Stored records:

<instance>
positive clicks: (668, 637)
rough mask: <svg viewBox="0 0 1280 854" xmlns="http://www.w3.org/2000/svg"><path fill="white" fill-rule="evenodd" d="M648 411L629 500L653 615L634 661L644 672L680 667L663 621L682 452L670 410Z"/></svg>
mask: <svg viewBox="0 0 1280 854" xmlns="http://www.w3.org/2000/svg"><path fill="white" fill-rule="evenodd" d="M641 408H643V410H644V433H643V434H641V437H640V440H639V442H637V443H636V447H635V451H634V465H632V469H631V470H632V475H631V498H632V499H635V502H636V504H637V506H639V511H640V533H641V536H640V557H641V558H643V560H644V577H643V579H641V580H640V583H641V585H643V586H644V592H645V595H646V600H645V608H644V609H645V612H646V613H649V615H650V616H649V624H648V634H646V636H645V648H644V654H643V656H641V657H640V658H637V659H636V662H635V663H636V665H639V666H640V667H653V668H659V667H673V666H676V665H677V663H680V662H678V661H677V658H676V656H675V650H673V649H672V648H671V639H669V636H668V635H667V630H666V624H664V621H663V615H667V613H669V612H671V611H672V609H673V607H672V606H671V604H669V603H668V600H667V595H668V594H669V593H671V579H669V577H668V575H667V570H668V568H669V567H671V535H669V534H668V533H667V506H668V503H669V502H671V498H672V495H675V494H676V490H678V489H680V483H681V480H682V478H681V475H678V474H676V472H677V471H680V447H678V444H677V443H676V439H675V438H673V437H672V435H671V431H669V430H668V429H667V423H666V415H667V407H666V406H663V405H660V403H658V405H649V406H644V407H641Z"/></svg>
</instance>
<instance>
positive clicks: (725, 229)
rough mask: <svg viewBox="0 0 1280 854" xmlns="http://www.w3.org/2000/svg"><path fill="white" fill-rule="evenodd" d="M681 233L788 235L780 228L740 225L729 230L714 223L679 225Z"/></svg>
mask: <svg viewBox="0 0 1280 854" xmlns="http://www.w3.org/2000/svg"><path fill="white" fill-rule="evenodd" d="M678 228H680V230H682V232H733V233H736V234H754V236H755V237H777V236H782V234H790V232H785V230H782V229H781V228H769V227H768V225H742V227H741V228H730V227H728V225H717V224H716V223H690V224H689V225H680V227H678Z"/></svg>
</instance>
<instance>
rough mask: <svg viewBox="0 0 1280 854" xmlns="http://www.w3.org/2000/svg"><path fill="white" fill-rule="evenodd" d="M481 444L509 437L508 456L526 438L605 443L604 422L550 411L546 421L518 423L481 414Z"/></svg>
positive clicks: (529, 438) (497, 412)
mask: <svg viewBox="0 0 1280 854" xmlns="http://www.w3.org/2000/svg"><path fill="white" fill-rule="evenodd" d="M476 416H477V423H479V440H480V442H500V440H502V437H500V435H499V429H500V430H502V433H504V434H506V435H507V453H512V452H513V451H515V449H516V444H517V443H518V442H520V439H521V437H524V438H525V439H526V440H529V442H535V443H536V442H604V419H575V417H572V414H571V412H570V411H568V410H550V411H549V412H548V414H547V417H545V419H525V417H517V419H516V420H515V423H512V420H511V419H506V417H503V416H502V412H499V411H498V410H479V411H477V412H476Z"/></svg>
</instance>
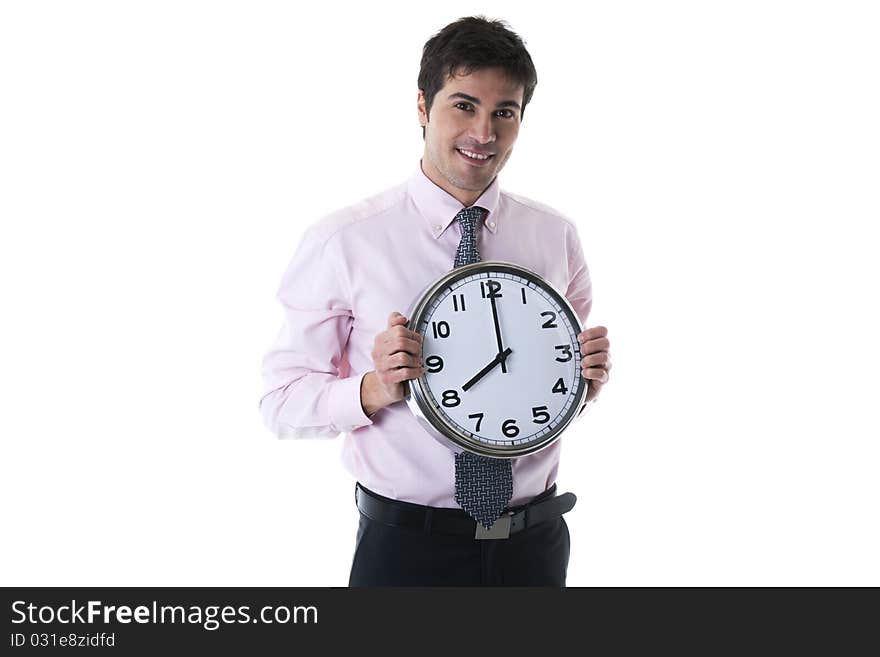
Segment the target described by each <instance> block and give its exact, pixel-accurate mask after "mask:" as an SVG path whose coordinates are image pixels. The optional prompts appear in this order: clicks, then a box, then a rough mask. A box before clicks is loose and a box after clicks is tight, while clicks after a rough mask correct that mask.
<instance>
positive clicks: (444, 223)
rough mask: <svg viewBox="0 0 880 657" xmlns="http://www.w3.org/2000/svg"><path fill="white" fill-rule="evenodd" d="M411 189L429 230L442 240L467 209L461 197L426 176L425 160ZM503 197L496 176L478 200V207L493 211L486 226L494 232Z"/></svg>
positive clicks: (433, 236) (427, 176)
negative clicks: (425, 169) (500, 193)
mask: <svg viewBox="0 0 880 657" xmlns="http://www.w3.org/2000/svg"><path fill="white" fill-rule="evenodd" d="M407 188H408V190H409V195H410V197H411V198H412V200H413V203H415V205H416V207H417V208H418V210H419V212H420V213H421V215H422V217H423V218H424V220H425V221H426V222H427V223H428V230H429V231H430V232H431V235H432V236H433V237H434V239H437V238H438V237H440V235H442V234H443V231H445V230H446V229H447V228H448V227H449V224H451V223H452V220H453V219H455V215H457V214H458V213H459V212H460V211H461V210H463V209H464V208H465V206H464V205H462V204H461V202H460V201H459V200H458V199H457V198H455V197H454V196H452V194H450V193H449V192H447V191H446V190H444V189H441V188H440V187H438V186H437V185H435V184H434V182H433V181H432V180H431V179H430V178H428V176H426V175H425V173H424V171H422V163H421V160H419V165H418V169H417V170H416V171H415V172H414V173H413V175H412V176H411V177H410V179H409V182H408V183H407ZM499 196H500V190H499V187H498V176H495V179H494V180H492V183H491V184H490V185H489V186H488V187H487V188H486V189H485V190H484V191H483V193H482V194H481V195H480V197H479V198H478V199H477V200H476V201H474V205H478V206H480V207H482V208H486V209H487V210H488V211H489V213H488V214H487V215H486V217H485V219H484V220H483V223H484V224H485V226H486V228H488V229H489V231H490V232H492V233H495V232H496V231H497V230H498V216H497V213H496V212H495V211H496V209H497V208H498V197H499Z"/></svg>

• [Work item]:
Set down, exactly as they stand above, the lines starting with the line with "positive clicks: (444, 223)" and going on through the line with "positive clicks: (433, 236) (427, 176)", and no others.

• [Answer section]:
positive clicks: (444, 223)
rough mask: <svg viewBox="0 0 880 657" xmlns="http://www.w3.org/2000/svg"><path fill="white" fill-rule="evenodd" d="M411 189L429 230L442 240L467 209L461 197L426 176L425 160ZM503 197L496 176L478 200V207L493 211L486 226L494 232Z"/></svg>
positive clicks: (433, 236) (427, 176)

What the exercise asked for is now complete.